## Set exercise
Copy the data exactly as it appears, and do not include any pictures.

## Available data
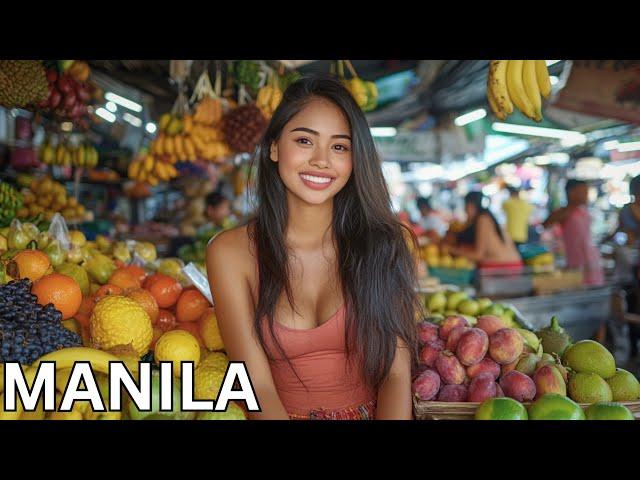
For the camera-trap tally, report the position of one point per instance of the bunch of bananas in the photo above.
(365, 93)
(68, 155)
(10, 203)
(151, 169)
(522, 83)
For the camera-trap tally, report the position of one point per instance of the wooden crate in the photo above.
(466, 410)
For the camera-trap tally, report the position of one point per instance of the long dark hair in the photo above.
(375, 266)
(478, 200)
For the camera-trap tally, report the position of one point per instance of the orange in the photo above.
(124, 279)
(32, 264)
(191, 305)
(106, 290)
(164, 289)
(61, 290)
(137, 272)
(166, 320)
(146, 301)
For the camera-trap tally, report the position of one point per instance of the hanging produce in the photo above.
(522, 83)
(23, 83)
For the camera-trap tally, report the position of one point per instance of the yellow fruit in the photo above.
(118, 320)
(177, 346)
(207, 383)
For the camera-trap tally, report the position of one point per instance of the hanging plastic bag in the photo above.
(198, 279)
(58, 231)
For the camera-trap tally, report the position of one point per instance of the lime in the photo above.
(501, 409)
(553, 406)
(608, 411)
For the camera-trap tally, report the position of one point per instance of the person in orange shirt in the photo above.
(317, 293)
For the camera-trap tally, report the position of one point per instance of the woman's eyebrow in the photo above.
(313, 132)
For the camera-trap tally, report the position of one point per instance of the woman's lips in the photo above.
(316, 182)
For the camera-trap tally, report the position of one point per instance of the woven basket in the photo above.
(466, 410)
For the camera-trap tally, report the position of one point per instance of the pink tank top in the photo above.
(320, 360)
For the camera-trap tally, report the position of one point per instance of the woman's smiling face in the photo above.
(314, 152)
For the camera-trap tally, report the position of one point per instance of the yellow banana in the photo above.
(542, 75)
(530, 83)
(498, 86)
(516, 88)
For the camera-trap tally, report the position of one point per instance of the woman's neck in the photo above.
(308, 224)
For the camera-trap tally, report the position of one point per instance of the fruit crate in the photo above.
(453, 276)
(466, 410)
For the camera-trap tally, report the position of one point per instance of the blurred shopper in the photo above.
(517, 212)
(483, 240)
(575, 220)
(431, 222)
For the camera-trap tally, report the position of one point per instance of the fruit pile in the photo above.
(47, 197)
(83, 155)
(522, 83)
(10, 203)
(23, 83)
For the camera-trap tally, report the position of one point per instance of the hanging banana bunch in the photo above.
(518, 83)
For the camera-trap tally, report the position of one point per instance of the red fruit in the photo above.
(518, 386)
(429, 353)
(427, 332)
(505, 345)
(482, 388)
(449, 324)
(472, 347)
(454, 337)
(426, 386)
(453, 393)
(450, 369)
(490, 324)
(486, 365)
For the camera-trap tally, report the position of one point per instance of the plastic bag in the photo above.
(59, 231)
(198, 279)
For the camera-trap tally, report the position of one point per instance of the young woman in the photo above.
(316, 294)
(483, 240)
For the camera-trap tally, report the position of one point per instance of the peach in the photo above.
(426, 386)
(453, 393)
(490, 324)
(430, 352)
(454, 336)
(518, 386)
(486, 365)
(482, 388)
(472, 346)
(505, 345)
(450, 369)
(549, 380)
(449, 323)
(427, 332)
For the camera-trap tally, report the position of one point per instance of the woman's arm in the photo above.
(235, 314)
(394, 396)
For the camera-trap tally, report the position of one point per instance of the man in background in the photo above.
(517, 212)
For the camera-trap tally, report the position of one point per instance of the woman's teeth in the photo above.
(311, 178)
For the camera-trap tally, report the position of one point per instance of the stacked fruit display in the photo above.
(47, 197)
(10, 204)
(23, 83)
(522, 83)
(67, 155)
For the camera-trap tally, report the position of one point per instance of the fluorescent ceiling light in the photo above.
(567, 135)
(125, 102)
(470, 117)
(629, 147)
(106, 114)
(132, 119)
(383, 131)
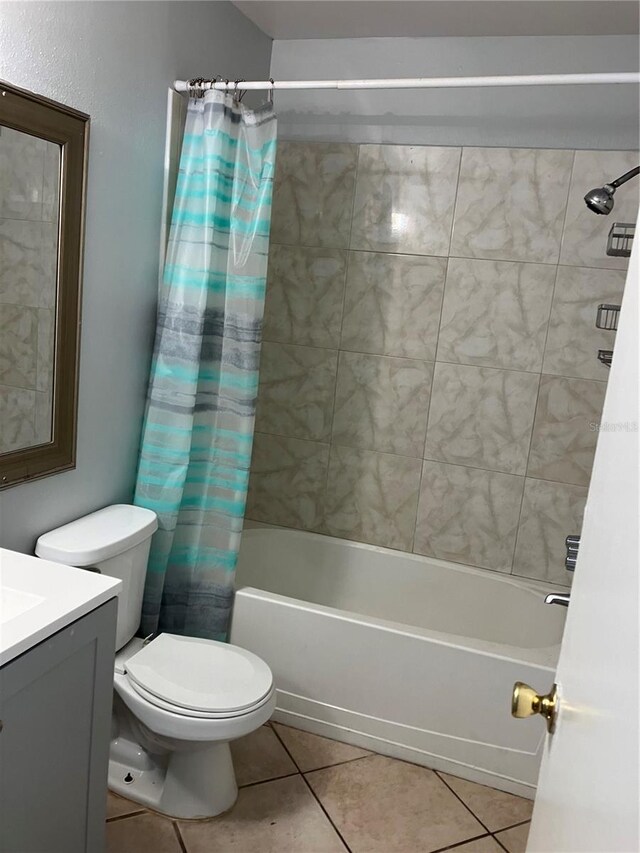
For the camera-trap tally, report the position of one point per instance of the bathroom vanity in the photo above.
(57, 640)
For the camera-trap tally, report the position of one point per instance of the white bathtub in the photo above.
(405, 655)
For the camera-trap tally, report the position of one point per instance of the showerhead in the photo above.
(600, 199)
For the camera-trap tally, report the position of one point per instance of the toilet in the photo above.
(178, 701)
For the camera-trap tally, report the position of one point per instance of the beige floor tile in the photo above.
(495, 809)
(145, 833)
(515, 839)
(311, 752)
(260, 756)
(274, 817)
(480, 845)
(117, 806)
(381, 805)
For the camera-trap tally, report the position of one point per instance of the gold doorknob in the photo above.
(525, 702)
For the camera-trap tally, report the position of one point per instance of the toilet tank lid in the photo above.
(99, 536)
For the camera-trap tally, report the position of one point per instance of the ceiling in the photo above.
(292, 19)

## Expected output
For the camera-trap tally, report the position of one point per instance of the bunch of bananas in the photo above.
(365, 93)
(68, 155)
(10, 203)
(151, 169)
(522, 83)
For the camera-trap tally, report the position of one point per instance of the wooden crate in the photo above.
(466, 410)
For the camera-trap tally, report the position of one point per instance of the long dark hair in the photo above.
(375, 266)
(478, 200)
For the camera-trap tally, report the position of one point per instance of the orange in the photo above.
(124, 279)
(32, 264)
(191, 305)
(106, 290)
(164, 289)
(61, 290)
(137, 272)
(166, 320)
(146, 301)
For the camera-trap tally, report the position of one point per instance of the hanging produce in the photo above.
(522, 83)
(23, 83)
For the camera-trap tally, report the position of one point per instance of the yellow fruit in the photo above.
(118, 320)
(177, 346)
(207, 383)
For the camera-trap tally, report the position of one point per instance of the hanging plastic bag in the photo above.
(198, 279)
(58, 231)
For the camera-trap tally, report the position of one point per instance of the lime in the photo above.
(501, 409)
(553, 406)
(608, 411)
For the camera-trap tally, report the position of one point per instance of the person in orange shirt in the photo above.
(317, 293)
For the camera-trap tally, report the position of one point per instance of the woman's eyebrow in the photo above.
(313, 132)
For the camera-trap tally, report the position of one point per instance of the woman's lips in the photo above.
(316, 182)
For the camera-trap tally, report the position of one point per instance of the woven basket in the photo above.
(466, 410)
For the camera-trap tally, report the position of one point per instance of the pink tank top in the photo above.
(320, 360)
For the camera-trap tally, report the position of one point per instance of the woman's smiling face in the photo above.
(314, 152)
For the camera-trap tally, report the position of one point per instance of the yellow banana in the photo above.
(542, 75)
(530, 83)
(498, 86)
(516, 88)
For the camera-trap tally, report the position of one point per instance of the woman's neck in the photo above.
(308, 224)
For the camera-trap tally, report the position of one point per instance of the fruit crate in the photo above.
(453, 276)
(466, 410)
For the camera-trap tally, report the position of one point per instance of the blurred shopper in the photo above.
(517, 212)
(483, 240)
(575, 220)
(431, 222)
For the camera-trap tally, report the position of one point per instance of the fruit pile in the photo above.
(47, 197)
(83, 155)
(522, 83)
(10, 203)
(23, 83)
For the camera-trap tally, report the position of one point per instance of the hanging banana bunch in the photo above.
(518, 83)
For the camera-trap tally, report the position of one point per instance of the red fruit in the photo above.
(518, 386)
(429, 353)
(427, 332)
(505, 345)
(482, 388)
(449, 324)
(472, 347)
(454, 337)
(426, 386)
(453, 393)
(450, 369)
(490, 324)
(486, 365)
For the camera-trap tally, report the position of one point per instance of the plastic bag in the photo above.
(59, 231)
(198, 279)
For the camera-trap tally, report the position of one point per instance of the young woman in the photo above.
(316, 294)
(483, 240)
For the camera-trap tally, report the position of one point per instance of the peach in the photo above.
(426, 386)
(453, 393)
(490, 324)
(430, 352)
(454, 336)
(518, 386)
(486, 365)
(482, 388)
(472, 346)
(505, 345)
(450, 369)
(549, 380)
(449, 323)
(427, 332)
For the camera-trap tally, report the position of one point per instance of the woman's arm in the photo above.
(235, 314)
(394, 396)
For the camera-trap tally, report the position of one point per instance of the man in background in the photo above.
(517, 212)
For the camera-trap tally, report the position of one point per instance of the woman's teeth in the photo above.
(311, 178)
For the camera-trap tally, report the position of one point per instance of the stacked fruit display in the photo above.
(47, 197)
(10, 204)
(23, 83)
(522, 83)
(67, 155)
For the camera-trap tally, report the position of one point per instance of the fluorescent ceiling light in the photo above.
(567, 135)
(125, 102)
(470, 117)
(629, 147)
(106, 114)
(132, 119)
(383, 131)
For the camera-trap tally, report the position of one point per instance of the bathroom vanity in the photo above.
(57, 640)
For the camera-trap tally, report the position of one point per instance of the white bathtub in the photo above.
(405, 655)
For the camera-trap tally, report the position of one point per instance of the showerhead in the photo above.
(600, 199)
For the camera-trap tally, report the position of one point per instance of the toilet in the photo above.
(178, 701)
For the camera-trap tally, report the position of one point per instance of the beige floor tile in the photo above.
(495, 809)
(145, 833)
(515, 839)
(311, 752)
(260, 756)
(274, 817)
(480, 845)
(117, 806)
(381, 805)
For the camera-trap tally, report the position of one point per instance of the gold doorknob in the photo above.
(525, 702)
For the camera-trap tally, report the position of one point per instance of the toilet tank lid in the photo above.
(99, 536)
For the camera-trap tally, report the position of one point per instance of the ceiling in the photo above.
(292, 19)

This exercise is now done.